**EXTRACT:**

Cherry Barb, photo by Brian Gratwicke

8. Barbs

Barbs can add great color to any fish tank. Some great starters are the Cherry, Gold, Rosy, Ruby, Purple, and Tico Barbs. Stay away from Tinfoil barbs, as this specie tends to nip at other fish.

 

 

Platy Fish

Platy Fish, photo by vxixiv

9. Platy

Platy’s are very hardy fish, and are good beginner fish, but are in no way limited to those who have just started keeping fish.They have great personalities and love exploring the entire tank. Platies range in many different colors including red, orange, yellow, white, blue, and black.

 

The best part about them is that they are pretty darn cheap

 

Betta Fish

Betta Fish, photo by Dvortygirl

10. Betta

Bettas are absolutely beautiful. The picture to the left speaks for itself. They do well with peaceful, friendly, and dull-colored fish. In my opinion, bettas are one of the best freshwater fish for beginners. Although bettas get along with other fish, you should stay away from mixing two bettas in a single fish tank.

 

Because of their long fins, make sure to not put them in a tank with any fish who may try to nip at the fins.

 

Bettas will usually eat the normal fish flake food diet which makes feeding them easy.

Advice for Beginners

When looking for fish, try aiming for fish that are hardy, easy to take care of, and are small. Usually, small fish are much easier to care for then larger fish. You also have a better chance of getting small fish to cooperate with one another, especially if you are trying to start up a community tank with numerous amounts of fish.

 

You should also choose fish that require the same diet, water requirements, and tank setup. Choosing a mixture of fish that require different needs may be a huge problem.

Beginner Freshwater Fish Prices

Common Goldfish – $2.89

Koi – $3.49

Guppy – $4.99 – $7.49

Molly – $2.29 – $6.99

Swordtail – $2.79

Neon Tetra – $1.89

Corydoras Catfish – $9.99

Danio – $1.89

Barb – $1.99

Platty – $1.29

Betta – $3.99

 

This is only a small list of the many fish available in the pet trade. Do not let this list limit you on what you can and can not get. This is just a simple list showing some of the best freshwater fish for beginners.

**EXTRACTED DATA:**
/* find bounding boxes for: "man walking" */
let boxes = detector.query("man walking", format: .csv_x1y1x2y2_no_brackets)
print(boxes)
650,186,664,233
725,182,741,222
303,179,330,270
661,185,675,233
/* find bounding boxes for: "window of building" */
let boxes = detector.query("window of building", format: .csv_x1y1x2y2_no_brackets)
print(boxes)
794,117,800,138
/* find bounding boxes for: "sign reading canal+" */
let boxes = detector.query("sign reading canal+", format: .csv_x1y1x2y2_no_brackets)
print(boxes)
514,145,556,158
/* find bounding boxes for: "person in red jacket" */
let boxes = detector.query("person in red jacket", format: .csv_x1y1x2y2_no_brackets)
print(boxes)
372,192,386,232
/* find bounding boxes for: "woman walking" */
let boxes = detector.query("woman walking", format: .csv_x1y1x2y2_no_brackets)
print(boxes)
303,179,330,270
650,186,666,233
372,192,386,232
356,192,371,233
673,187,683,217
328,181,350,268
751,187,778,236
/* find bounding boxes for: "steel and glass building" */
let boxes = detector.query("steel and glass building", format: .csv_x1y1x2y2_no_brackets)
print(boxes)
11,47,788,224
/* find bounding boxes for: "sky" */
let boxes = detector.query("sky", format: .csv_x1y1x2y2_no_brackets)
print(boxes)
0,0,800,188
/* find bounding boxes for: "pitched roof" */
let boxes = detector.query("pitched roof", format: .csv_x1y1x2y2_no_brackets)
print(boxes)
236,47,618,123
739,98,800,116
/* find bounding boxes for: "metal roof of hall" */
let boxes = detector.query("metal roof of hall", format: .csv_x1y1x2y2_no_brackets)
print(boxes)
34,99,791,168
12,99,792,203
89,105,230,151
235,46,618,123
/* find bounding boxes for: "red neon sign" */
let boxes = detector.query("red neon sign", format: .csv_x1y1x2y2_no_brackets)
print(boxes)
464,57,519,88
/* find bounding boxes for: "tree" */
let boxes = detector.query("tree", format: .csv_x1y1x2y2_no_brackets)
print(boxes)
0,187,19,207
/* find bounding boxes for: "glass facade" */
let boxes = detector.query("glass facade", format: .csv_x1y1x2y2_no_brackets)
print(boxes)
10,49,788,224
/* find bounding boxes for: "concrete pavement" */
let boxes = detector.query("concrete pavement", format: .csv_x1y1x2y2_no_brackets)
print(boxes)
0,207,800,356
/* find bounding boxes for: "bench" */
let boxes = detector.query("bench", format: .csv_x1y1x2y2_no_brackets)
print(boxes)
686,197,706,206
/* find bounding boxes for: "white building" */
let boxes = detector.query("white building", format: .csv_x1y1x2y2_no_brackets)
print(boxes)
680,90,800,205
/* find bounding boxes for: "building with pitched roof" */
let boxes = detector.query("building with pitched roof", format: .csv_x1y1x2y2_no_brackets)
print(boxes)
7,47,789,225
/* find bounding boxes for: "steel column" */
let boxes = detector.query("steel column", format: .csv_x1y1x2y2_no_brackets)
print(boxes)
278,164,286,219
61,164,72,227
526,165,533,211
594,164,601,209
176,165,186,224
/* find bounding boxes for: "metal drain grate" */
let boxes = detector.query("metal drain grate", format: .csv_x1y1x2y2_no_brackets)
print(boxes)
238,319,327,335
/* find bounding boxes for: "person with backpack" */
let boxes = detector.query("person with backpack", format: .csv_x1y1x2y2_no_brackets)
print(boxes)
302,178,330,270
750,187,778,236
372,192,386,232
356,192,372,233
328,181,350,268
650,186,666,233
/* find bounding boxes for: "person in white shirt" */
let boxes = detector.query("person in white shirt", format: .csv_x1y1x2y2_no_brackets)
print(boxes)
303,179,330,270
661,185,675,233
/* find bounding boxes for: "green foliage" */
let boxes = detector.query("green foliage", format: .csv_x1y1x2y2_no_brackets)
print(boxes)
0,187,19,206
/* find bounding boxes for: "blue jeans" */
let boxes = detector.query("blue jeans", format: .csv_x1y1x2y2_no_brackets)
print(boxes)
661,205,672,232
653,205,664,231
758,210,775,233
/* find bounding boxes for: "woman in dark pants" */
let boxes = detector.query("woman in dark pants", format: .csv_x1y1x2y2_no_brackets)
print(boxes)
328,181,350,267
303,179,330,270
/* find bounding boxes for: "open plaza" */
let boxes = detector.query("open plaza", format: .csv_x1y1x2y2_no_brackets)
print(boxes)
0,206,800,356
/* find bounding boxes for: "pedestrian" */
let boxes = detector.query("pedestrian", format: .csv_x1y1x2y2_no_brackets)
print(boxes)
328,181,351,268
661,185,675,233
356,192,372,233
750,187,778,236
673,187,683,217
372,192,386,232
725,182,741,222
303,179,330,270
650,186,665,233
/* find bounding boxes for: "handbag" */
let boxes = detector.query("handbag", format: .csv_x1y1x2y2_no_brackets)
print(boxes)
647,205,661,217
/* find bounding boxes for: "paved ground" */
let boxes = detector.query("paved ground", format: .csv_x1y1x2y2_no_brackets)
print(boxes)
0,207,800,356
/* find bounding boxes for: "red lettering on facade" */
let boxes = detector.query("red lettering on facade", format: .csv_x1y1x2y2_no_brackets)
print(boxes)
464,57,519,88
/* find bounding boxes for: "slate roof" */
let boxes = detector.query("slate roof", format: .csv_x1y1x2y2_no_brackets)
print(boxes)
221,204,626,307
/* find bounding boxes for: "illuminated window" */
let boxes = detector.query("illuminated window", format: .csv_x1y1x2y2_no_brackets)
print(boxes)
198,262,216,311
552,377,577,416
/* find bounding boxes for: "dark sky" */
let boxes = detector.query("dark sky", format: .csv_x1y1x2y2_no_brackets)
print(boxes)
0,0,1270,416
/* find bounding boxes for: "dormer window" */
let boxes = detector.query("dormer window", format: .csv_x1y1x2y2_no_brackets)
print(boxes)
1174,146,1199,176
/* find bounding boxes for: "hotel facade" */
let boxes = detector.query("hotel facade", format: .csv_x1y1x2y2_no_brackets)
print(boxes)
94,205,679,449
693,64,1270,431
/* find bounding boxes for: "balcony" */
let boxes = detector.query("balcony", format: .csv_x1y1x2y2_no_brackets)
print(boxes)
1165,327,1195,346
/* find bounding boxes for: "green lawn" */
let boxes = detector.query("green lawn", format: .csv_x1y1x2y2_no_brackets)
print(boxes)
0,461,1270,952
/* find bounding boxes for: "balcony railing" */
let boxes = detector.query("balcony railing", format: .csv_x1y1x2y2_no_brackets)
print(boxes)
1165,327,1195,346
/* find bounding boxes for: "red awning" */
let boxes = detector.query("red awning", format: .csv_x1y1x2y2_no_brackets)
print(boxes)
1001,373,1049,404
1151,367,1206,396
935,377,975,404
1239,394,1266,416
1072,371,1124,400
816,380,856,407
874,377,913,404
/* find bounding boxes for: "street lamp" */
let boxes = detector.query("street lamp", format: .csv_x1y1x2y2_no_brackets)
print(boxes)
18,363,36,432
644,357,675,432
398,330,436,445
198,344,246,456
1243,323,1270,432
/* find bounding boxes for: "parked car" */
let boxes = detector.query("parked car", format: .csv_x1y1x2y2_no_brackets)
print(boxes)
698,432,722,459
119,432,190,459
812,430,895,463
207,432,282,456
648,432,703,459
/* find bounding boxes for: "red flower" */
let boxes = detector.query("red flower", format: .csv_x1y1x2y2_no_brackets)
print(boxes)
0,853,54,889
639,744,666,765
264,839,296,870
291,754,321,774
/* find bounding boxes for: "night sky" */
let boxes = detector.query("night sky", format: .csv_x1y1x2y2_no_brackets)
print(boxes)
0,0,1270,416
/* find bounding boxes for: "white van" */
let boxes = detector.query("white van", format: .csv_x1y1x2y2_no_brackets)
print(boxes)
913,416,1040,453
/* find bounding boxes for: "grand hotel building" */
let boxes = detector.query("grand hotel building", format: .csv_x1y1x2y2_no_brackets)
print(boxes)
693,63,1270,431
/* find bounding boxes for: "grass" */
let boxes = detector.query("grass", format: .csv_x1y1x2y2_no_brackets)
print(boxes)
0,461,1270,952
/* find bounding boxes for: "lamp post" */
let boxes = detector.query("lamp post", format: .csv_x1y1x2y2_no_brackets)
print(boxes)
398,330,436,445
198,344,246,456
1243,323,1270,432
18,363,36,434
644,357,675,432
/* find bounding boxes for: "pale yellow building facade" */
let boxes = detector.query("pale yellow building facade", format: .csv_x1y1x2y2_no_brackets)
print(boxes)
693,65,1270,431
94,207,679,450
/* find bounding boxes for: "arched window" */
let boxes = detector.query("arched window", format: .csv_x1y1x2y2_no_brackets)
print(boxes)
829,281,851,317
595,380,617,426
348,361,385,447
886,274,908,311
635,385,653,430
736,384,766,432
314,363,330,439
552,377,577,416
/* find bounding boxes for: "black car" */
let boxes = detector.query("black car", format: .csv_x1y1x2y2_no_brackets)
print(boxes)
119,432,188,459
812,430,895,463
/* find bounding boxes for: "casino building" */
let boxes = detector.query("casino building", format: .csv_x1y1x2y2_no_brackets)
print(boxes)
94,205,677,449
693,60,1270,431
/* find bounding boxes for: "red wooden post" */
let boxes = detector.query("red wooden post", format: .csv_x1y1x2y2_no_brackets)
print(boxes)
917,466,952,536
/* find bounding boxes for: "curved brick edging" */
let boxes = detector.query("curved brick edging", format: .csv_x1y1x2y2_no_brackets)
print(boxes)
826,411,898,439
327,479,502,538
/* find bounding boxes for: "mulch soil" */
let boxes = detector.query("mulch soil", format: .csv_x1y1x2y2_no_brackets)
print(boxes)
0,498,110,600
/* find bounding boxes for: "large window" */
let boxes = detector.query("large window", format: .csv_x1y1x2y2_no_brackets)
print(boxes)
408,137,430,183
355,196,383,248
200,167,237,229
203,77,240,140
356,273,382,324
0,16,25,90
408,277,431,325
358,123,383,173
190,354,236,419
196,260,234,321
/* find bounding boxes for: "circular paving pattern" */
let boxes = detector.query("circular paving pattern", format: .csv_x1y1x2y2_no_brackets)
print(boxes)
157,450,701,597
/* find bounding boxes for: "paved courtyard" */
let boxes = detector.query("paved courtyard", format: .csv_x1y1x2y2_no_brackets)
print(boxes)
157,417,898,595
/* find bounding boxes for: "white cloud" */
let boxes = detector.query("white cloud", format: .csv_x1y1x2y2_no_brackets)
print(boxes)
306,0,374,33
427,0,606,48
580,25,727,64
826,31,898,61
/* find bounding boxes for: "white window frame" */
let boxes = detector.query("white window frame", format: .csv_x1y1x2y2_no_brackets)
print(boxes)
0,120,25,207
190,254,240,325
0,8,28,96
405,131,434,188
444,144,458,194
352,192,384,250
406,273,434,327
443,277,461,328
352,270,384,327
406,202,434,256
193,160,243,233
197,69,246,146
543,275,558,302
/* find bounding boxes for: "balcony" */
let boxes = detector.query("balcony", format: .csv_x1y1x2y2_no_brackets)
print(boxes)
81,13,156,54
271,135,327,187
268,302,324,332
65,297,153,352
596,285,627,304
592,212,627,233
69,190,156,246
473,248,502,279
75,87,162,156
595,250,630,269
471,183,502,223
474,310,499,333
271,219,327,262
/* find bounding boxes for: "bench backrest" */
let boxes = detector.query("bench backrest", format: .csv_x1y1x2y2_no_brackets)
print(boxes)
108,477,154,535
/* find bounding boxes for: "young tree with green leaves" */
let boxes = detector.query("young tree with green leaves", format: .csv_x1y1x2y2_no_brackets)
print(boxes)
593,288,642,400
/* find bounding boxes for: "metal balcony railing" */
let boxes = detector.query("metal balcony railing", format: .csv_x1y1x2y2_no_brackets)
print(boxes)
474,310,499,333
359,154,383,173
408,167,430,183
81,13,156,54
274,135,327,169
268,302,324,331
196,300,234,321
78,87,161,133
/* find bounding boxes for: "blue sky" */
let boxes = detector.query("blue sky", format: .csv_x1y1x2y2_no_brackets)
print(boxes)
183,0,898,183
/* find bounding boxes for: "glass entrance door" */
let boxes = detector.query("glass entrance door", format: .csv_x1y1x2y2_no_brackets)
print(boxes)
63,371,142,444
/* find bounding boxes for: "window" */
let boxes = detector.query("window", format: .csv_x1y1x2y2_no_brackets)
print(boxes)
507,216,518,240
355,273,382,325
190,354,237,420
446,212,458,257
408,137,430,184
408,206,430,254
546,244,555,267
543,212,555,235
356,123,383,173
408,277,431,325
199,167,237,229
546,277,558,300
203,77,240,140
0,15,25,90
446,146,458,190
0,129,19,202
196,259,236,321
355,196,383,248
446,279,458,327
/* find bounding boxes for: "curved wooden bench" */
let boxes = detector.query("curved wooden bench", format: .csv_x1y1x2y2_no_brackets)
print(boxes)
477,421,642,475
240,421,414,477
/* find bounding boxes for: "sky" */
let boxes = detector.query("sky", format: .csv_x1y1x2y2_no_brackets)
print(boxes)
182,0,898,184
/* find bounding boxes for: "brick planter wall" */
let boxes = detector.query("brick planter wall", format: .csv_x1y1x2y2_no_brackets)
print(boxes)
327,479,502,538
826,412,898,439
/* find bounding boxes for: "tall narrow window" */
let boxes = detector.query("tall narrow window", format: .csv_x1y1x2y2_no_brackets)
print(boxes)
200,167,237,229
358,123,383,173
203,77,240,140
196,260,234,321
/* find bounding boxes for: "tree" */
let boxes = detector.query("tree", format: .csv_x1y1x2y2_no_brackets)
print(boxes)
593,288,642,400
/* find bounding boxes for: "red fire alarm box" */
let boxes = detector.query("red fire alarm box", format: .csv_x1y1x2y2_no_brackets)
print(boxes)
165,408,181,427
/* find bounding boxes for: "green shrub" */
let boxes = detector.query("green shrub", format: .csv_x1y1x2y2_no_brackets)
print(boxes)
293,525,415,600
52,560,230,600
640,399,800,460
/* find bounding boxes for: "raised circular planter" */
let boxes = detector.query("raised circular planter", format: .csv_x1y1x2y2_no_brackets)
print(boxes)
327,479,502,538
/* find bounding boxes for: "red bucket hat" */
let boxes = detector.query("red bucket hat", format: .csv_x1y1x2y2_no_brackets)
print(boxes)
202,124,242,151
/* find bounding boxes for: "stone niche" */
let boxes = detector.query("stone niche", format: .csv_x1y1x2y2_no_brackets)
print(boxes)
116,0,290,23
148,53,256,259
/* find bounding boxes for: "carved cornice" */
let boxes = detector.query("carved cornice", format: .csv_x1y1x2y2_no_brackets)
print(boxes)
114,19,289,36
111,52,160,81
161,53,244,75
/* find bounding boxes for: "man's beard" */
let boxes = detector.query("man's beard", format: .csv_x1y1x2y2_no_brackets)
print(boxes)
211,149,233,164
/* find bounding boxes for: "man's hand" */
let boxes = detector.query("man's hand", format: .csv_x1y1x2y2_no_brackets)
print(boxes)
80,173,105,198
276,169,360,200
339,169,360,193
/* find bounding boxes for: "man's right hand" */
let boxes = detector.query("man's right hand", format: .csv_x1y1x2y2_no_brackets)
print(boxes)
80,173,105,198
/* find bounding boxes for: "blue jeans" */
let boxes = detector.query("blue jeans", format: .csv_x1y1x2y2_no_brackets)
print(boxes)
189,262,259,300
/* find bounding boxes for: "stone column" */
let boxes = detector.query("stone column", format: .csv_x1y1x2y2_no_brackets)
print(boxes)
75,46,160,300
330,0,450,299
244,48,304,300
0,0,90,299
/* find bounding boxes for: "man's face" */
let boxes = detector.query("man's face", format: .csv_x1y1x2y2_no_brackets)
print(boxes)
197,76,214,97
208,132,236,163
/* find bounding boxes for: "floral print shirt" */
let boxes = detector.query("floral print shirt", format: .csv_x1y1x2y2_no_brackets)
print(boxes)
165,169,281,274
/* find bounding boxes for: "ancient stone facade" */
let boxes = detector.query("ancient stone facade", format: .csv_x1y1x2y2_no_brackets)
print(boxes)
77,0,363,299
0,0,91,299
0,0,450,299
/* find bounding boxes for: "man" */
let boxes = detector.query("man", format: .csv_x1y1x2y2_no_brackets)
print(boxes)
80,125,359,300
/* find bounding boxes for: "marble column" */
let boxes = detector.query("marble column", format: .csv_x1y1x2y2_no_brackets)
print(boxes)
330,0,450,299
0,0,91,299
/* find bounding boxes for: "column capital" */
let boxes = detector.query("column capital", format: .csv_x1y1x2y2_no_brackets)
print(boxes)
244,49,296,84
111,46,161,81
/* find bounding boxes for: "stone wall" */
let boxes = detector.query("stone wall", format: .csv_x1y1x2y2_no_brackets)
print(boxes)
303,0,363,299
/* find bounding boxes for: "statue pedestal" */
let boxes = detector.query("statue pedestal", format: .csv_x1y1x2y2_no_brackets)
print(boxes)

**YOUR TASKS:**
- a) Rewrite the paragraph of the beginner fish article that begins "When looking for fish" as a short bulleted list, keeping its main facts.
- b) Copy word for word the part of the beginner fish article starting with "Bettas are absolutely" and going on through "single fish tank.".
The listing has no connection to the beginner fish article.

**SOLUTIONS FOR EACH TASK:**
- a)
- Look for fish that are hardy, easy to care for, and small.
- Small fish are usually easier to care for than larger ones.
- Small fish are also more likely to cooperate with one another, especially in a community tank with many fish.

- b)
Bettas are absolutely beautiful. The picture to the left speaks for itself. They do well with peaceful, friendly, and dull-colored fish. In my opinion, bettas are one of the best freshwater fish for beginners. Although bettas get along with other fish, you should stay away from mixing two bettas in a single fish tank.